Only the lines with the string "glove" are needed; return each of them from the entries below.

▶ [Given information]:
Start of Block
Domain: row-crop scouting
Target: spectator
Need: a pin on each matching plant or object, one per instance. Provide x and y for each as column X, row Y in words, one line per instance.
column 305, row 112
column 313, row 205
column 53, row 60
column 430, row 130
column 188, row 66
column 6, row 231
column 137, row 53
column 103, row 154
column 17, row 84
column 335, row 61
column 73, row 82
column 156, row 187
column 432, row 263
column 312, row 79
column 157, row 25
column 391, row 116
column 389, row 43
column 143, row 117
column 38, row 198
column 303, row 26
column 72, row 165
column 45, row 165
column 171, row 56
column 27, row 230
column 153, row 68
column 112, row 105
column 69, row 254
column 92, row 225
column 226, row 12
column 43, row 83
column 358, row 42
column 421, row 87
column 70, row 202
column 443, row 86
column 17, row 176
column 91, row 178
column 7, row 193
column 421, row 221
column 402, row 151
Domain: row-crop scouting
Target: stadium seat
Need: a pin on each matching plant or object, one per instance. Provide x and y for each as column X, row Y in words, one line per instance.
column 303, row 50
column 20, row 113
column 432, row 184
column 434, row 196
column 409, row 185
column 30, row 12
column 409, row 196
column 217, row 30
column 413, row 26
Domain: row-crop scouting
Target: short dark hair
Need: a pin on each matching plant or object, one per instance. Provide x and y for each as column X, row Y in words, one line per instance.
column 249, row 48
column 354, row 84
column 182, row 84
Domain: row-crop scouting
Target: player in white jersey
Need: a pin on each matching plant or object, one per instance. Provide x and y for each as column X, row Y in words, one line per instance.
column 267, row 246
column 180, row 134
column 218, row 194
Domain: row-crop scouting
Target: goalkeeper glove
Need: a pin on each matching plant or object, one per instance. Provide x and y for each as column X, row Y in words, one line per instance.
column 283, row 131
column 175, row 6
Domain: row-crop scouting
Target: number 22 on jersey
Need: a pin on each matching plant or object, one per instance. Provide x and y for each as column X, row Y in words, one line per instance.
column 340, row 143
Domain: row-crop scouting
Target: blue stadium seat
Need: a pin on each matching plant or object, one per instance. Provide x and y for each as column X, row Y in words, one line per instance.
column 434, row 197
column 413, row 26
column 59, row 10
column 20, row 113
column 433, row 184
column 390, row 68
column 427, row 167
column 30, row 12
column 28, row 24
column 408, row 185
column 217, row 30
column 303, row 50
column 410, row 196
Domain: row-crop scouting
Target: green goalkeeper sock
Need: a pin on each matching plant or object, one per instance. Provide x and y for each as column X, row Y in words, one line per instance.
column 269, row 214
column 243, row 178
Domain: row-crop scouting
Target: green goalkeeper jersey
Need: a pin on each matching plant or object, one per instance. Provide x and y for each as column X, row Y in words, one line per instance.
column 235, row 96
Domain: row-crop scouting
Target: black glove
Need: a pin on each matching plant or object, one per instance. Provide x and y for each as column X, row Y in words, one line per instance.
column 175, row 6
End of Block
▶ [Exercise solution]:
Target: goalkeeper glove
Target: black glove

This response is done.